**ОТРЫВОК:**
_ _ _

Британские колониальные власти, точно просчитав все последующее, не стали мешать переселенцам. И у границы, по английским официальным данным, вскоре скопилось до 40 тыс. человек. Часть из них пропустили в Афганистан, где их ожидал совершенно неожиданный прием.

«В это время,— писал Я. З. Суриц,— уже подготовлялся приказ Эмира о прекращении дальнейшего въезда в Афганистан, и беженцы на границе были остановлены вооруженной силой…

Истощенной афганской казне просто не по силам было содержать тысячи беженцев».

Аманулла-хан и его советники не смогли найти никакого другого выхода из ситуации, кроме высылки приглашенных, но нежданных переселенцев. Эффект от этого действия оказался прискорбным для афганского монарха:

«Рассказы возвратившихся эмигрантов об обращении с ними Афганских властей, заключавших их в концентрационные лагери и отбиравших последние копейки, лишь усилили общее негодование».

Негодование превратилось в настоящую ненависть к афганскому правителю после хода, сделанного британскими властями, о чем в докладе Я. З. Сурица сообщалось:

«Правительство выкупило все распроданные эмигрантами земли и вернуло их собственникам по низкой цене, раздало значительные денежные пособия».

Афганский монарх потерял еще одну опору своей власти. И ему для сохранения трона не оставалось ничего другого, кроме усиления сотрудничества с советской Россией. Но он попытался получить от сближения с большевиками максимально возможную выгоду.

«Установление в Бухаре революционного строя при нашей помощи и вмешательстве, глубоко и болезненно задело афганские интересы»

Фото: РИА Новости

«Призрак советского переворота»

Советское руководство, как и Аманулла-хан, пыталось использовать мусульманское движение в своих целях. Но практически с тем же неуспехом. Ведь лозунги большевиков, призывающие к освобождению восточных стран от угнетателей, довольно плохо сочетались с их же стремлением подчинить себе бывшие колониальные владения Российской Империи и зависимые от нее ханства в Средней Азии.

Я. З. Суриц отмечал, что у Амануллы-хана были и желание, и шанс, говоря о защите веры, захватить территории к северу от афганской границы:

«С ничтожной затратой сил и средств афганцы добиваются необходимых результатов. В Бухаре путем призыва к объединению всех магометан, посылки нескольких сот человек при паре орудий да широковещательных обещаний Правительство Кабула приобретает решающее влияние на ее внешнюю и внутреннюю политику, становится распорядителем ее судеб».

Но сыграли свою роль несколько сдерживающих факторов. Никто в Кабуле не мог гарантировать Аманулле-хану, что власть над землями, освобожденными от советской власти и влияния, удастся удержать в руках. Ведь к ним пристально присматривались и англичане. А перейди они под контроль Великобритании, Афганистан был бы блокирован и с самостоятельностью пришлось бы распрощаться.

Не меньшую роль сыграл переворот в Бухаре.

_ _ _

**ЧТО ТРЕБУЕТСЯ:**
1. Отредактируйте участок отрывка от слов «Я. З. Суриц отмечал, что» до слов «переворот в Бухаре.» включительно, заменив «Бухаре» на «Хиве».
2. Сколько человек, согласно отрывку, скопилось у границы по английским официальным данным?

[Данные референциальных выражений по фотографиям]
_ _ _

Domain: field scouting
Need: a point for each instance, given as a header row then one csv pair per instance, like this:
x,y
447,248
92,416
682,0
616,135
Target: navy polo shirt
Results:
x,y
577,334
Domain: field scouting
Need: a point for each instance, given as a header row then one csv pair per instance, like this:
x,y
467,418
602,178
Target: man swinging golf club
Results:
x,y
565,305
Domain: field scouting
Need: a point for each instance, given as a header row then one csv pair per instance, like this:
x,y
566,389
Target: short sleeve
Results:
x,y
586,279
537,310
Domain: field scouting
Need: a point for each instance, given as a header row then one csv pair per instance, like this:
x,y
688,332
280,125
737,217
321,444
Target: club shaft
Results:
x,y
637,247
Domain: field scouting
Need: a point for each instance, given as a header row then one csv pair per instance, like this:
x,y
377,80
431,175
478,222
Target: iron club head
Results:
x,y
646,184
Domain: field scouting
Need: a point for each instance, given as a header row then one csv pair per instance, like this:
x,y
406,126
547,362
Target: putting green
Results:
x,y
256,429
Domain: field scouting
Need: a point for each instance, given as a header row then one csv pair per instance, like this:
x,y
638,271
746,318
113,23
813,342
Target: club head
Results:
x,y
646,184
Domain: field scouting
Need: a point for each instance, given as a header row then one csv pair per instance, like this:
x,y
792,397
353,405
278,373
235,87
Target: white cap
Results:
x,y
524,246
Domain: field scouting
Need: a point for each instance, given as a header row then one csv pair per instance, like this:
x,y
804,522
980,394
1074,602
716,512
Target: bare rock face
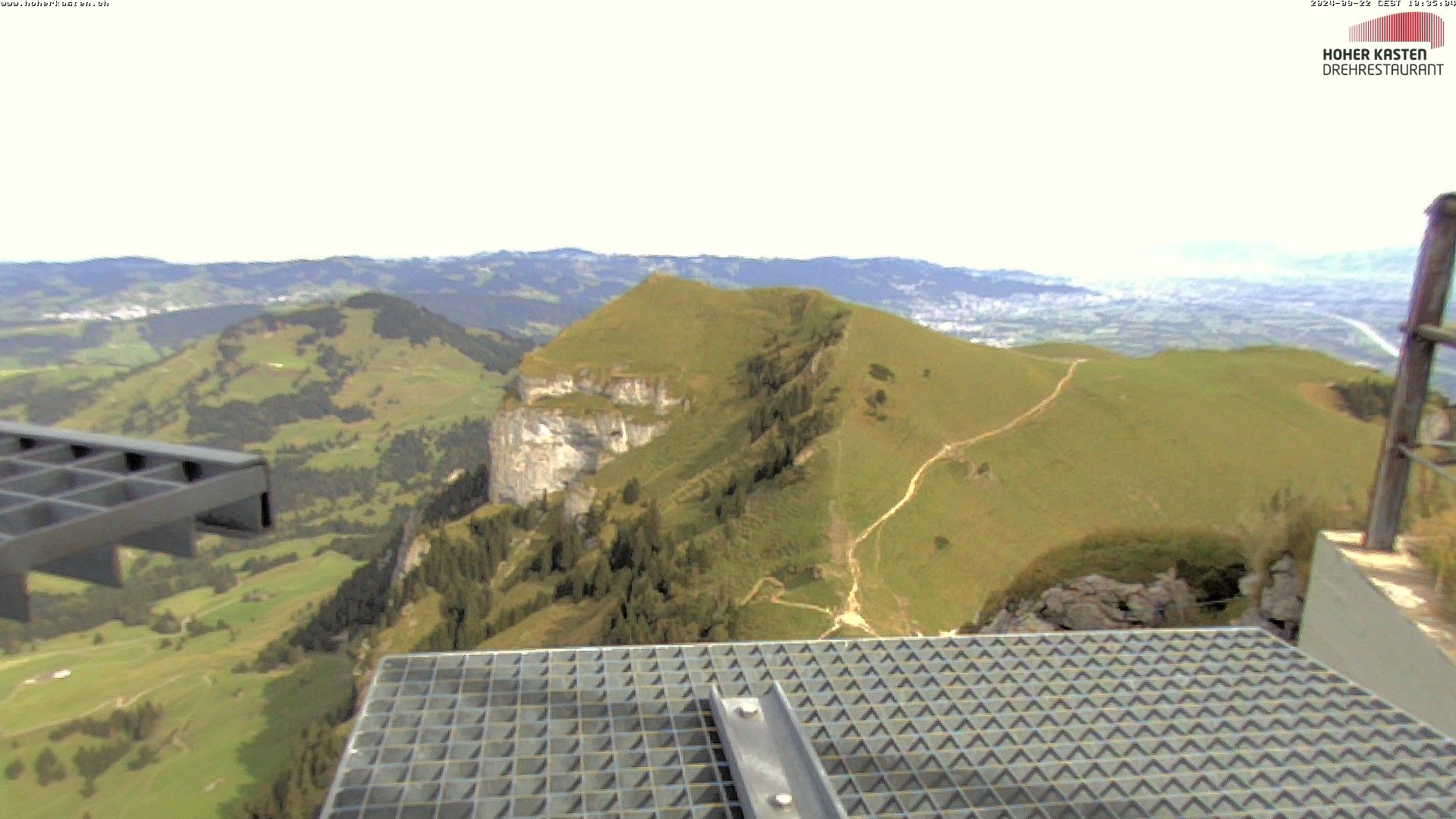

_ _ _

**ОТВЕТЫ ПО ЗАДАНИЯМ:**
1.
Я. З. Суриц отмечал, что у Амануллы-хана были и желание, и шанс, говоря о защите веры, захватить территории к северу от афганской границы:

«С ничтожной затратой сил и средств афганцы добиваются необходимых результатов. В Хиве путем призыва к объединению всех магометан, посылки нескольких сот человек при паре орудий да широковещательных обещаний Правительство Кабула приобретает решающее влияние на ее внешнюю и внутреннюю политику, становится распорядителем ее судеб».

Но сыграли свою роль несколько сдерживающих факторов. Никто в Кабуле не мог гарантировать Аманулле-хану, что власть над землями, освобожденными от советской власти и влияния, удастся удержать в руках. Ведь к ним пристально присматривались и англичане. А перейди они под контроль Великобритании, Афганистан был бы блокирован и с самостоятельностью пришлось бы распрощаться.

Не меньшую роль сыграл переворот в Хиве.

2. До 40 тыс. человек.